** ACTION ITEM **
Would you set down all of the entries below exactly as they stand?

** MATERIAL PROVIDED **
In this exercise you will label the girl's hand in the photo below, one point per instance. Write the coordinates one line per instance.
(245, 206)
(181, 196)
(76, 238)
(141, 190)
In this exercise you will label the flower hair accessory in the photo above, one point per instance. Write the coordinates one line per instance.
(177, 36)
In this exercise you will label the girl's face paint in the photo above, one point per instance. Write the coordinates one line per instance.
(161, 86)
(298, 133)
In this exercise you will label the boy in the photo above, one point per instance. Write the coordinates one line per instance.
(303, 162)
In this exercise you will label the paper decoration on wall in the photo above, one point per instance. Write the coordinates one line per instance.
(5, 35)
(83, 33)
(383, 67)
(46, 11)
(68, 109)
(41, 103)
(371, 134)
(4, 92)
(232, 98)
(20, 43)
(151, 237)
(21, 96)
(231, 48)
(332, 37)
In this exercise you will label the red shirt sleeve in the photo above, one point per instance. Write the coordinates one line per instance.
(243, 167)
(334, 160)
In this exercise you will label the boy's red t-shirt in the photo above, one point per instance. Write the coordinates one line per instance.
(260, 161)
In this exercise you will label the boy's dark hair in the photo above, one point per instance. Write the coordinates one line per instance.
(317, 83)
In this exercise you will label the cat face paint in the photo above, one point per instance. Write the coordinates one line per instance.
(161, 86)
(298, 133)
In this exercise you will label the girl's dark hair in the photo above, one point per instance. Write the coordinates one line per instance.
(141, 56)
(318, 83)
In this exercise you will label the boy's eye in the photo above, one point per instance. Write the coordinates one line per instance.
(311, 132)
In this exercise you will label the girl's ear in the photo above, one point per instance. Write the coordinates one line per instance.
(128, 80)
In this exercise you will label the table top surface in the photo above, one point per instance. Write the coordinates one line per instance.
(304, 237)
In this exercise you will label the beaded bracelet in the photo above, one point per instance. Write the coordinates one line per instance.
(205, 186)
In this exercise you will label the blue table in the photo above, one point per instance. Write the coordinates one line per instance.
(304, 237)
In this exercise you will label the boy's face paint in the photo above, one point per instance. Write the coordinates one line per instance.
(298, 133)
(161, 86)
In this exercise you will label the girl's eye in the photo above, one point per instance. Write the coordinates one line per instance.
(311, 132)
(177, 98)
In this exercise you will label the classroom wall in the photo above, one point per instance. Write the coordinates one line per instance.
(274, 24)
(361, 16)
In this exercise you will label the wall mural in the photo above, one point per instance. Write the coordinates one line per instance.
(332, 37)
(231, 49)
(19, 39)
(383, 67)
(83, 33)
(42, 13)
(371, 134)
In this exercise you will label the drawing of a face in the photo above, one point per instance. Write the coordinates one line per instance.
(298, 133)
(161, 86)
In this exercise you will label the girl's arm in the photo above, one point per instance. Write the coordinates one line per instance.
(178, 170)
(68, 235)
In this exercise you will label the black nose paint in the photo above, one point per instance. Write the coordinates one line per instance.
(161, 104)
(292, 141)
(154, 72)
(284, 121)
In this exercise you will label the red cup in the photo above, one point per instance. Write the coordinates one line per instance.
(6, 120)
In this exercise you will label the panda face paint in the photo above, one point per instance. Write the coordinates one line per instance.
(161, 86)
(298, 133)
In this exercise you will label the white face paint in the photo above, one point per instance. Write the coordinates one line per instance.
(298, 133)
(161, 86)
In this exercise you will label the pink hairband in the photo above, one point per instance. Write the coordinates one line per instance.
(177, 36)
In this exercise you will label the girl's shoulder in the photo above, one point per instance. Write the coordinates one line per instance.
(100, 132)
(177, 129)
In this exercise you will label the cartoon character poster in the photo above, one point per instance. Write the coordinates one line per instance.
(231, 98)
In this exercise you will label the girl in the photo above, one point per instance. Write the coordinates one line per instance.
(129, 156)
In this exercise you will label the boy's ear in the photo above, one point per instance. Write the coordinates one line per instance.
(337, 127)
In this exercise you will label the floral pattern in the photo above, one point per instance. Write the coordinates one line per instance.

** SOLUTION TO THIS PROBLEM **
In this exercise you will label the girl's hand in the photo below, one point per instance. Write the coordinates one line per instance.
(245, 206)
(181, 196)
(76, 238)
(141, 190)
In this exercise you will label the flower hair accessory in the photo above, one point per instance. Write the coordinates one line per instance.
(177, 36)
In this exercise you will label the girl's face paint in the photo above, one point per instance. Write the coordinates one line per instance.
(161, 86)
(298, 133)
In this exercise you will label the boy in the photo above, one point per instance. Write the coordinates one line per instance.
(303, 162)
In this exercise you will label the paper decoration on wall in the photo above, one point per instance. Write the coordinates one line per instance.
(5, 35)
(83, 33)
(383, 67)
(46, 11)
(68, 109)
(41, 103)
(371, 134)
(4, 92)
(232, 98)
(20, 43)
(151, 237)
(21, 96)
(231, 48)
(332, 37)
In this exercise you will label the red shirt sleeve in the photo above, one point per instance. Write the coordinates one line per instance.
(243, 167)
(334, 160)
In this exercise you will label the boy's red t-shirt in the photo above, one point per instance. Write the coordinates one line per instance.
(260, 161)
In this exercise you will label the boy's dark hair in the photo above, one point per instance. Write the coordinates one line per instance.
(317, 83)
In this exercise you will label the cat face paint in the photo above, one point per instance. Write the coordinates one line per instance.
(161, 86)
(298, 133)
In this exercise you will label the girl's dark hair in the photo above, one point per instance. Write the coordinates one line per instance.
(141, 56)
(318, 83)
In this exercise you will label the boy's eye in the photo above, one point per instance. Write the coordinates one line per instance.
(311, 132)
In this exercise you will label the girl's ear in the photo above, one point per instance. Write the coordinates one line per instance.
(128, 80)
In this exercise you will label the table top surface in the photo above, one point per instance. Write the coordinates one line per instance.
(304, 237)
In this exercise you will label the beaded bracelet in the photo above, one point per instance. Write the coordinates one line per instance.
(205, 186)
In this exercise you will label the blue table in the photo above, one point per instance. Write the coordinates one line per instance.
(304, 237)
In this exercise you will label the boy's face paint in the photo above, one point per instance. Write the coordinates one line per instance.
(298, 133)
(161, 86)
In this exercise you will label the girl's eye in the photo above, one point per instance. Write the coordinates one line per instance.
(311, 132)
(177, 98)
In this exercise you will label the classroom wall in the photo above, one point per instance. Write the coordinates one line per instance.
(274, 24)
(361, 16)
In this exercise you will label the wall mural in the photo above, one point per instance. Write the coordinates one line per instance.
(332, 37)
(231, 49)
(19, 39)
(383, 67)
(83, 33)
(42, 13)
(371, 134)
In this exercise you will label the drawing of a face in the photo above, one point per instance. Write the coordinates one line per instance.
(298, 133)
(161, 86)
In this exercise you will label the girl's arm in the photo above, one point per instance. Write the coordinates one line per instance.
(178, 170)
(68, 235)
In this exercise you will label the black nose paint in the photo above, one point per instance. Write the coordinates one line per instance.
(161, 104)
(292, 141)
(154, 72)
(284, 121)
In this exercise you will label the red cup in the photo above, one point per instance. Write the coordinates one line per instance.
(6, 120)
In this exercise you will label the panda face paint in the photo above, one point per instance. Write the coordinates one line per instance.
(161, 86)
(298, 133)
In this exercise you will label the white face paint in the photo above, one point per instance. Write the coordinates one line per instance.
(298, 133)
(161, 86)
In this exercise you will label the pink hairband in the photo above, one point per instance. Write the coordinates one line per instance.
(177, 36)
In this exercise you will label the girl's shoulder in the photo above, one point per instance. Write the coordinates one line per instance.
(100, 132)
(177, 129)
In this exercise you will label the cartoon character poster in the photo above, one point per instance. Write the coordinates one line per instance.
(231, 98)
In this exercise you will label the girl in the photo above, one point per instance. Write the coordinates one line per instance.
(129, 156)
In this exercise you will label the boy's ear in the photo above, one point per instance. Write the coordinates one line per instance.
(337, 127)
In this exercise you will label the floral pattern in the photo above, one point per instance. Write the coordinates one line per instance.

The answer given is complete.